-- DATASET CONTENT follows --
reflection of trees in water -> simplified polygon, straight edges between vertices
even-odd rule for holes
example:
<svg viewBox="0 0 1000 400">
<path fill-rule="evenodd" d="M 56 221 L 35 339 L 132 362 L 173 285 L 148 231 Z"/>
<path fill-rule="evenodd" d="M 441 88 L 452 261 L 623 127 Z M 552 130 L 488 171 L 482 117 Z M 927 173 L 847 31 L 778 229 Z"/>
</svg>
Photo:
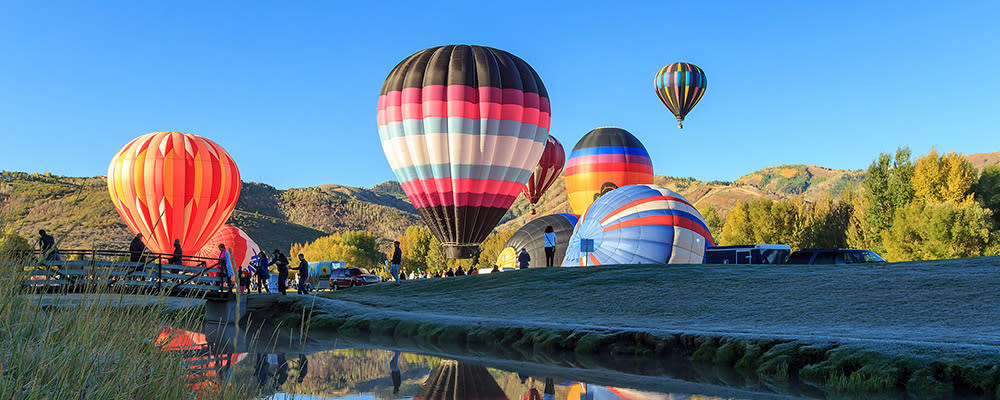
-- DATASET CONTENT concluded --
◆ YOUR TASK
Search each line of the data above for "evenodd", and copy the lines where it occurs.

◆ RESULT
<path fill-rule="evenodd" d="M 56 221 L 35 339 L 132 362 L 173 285 L 148 231 Z"/>
<path fill-rule="evenodd" d="M 441 88 L 452 261 L 623 127 Z M 552 130 L 488 171 L 482 117 Z M 927 173 L 847 31 L 778 229 Z"/>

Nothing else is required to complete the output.